» **WHAT TO WORK ON**
Rewrite the data below, changing each occurrence of "whole pixels" to "integer pixels" and leaving everything else untouched. Omit the pictures from your output.

» **DATA SUPPLIED**
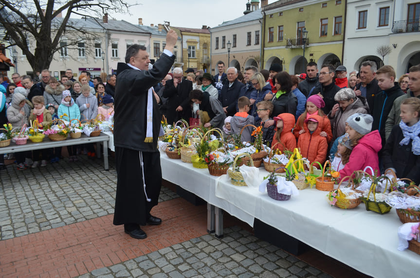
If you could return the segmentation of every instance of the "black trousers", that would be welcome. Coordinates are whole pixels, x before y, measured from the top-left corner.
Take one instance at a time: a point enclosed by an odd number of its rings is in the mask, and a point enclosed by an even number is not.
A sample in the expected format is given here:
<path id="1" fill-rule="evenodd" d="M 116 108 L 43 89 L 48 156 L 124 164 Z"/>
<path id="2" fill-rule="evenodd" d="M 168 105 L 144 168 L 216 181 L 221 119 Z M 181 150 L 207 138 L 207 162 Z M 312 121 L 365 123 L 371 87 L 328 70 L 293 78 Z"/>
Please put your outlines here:
<path id="1" fill-rule="evenodd" d="M 146 225 L 152 208 L 158 204 L 162 185 L 160 154 L 142 152 L 144 172 L 140 164 L 140 152 L 115 147 L 117 168 L 117 192 L 114 212 L 114 225 L 136 224 Z M 147 202 L 143 187 L 145 173 Z"/>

» **COMPLETE ANSWER**
If you could return the segmentation of every instance of the "black trousers", that would be welcome. Coordinates are integer pixels, x before y, measured from the top-left corner.
Take one instance at a time: a point enclosed by an odd number of its rings is in the mask, and a point enclosed by an even number is not.
A sample in the expected format is given here:
<path id="1" fill-rule="evenodd" d="M 116 108 L 43 89 L 48 156 L 124 164 Z"/>
<path id="2" fill-rule="evenodd" d="M 168 105 L 144 168 L 216 181 L 221 119 Z M 181 150 L 207 138 L 207 162 Z M 312 121 L 365 123 L 371 87 L 328 70 L 293 78 Z"/>
Please put your outlines here:
<path id="1" fill-rule="evenodd" d="M 146 225 L 152 208 L 158 204 L 162 185 L 160 154 L 142 152 L 144 172 L 140 164 L 140 152 L 115 147 L 117 168 L 117 192 L 114 212 L 114 225 L 136 224 Z M 147 202 L 143 187 L 145 173 Z"/>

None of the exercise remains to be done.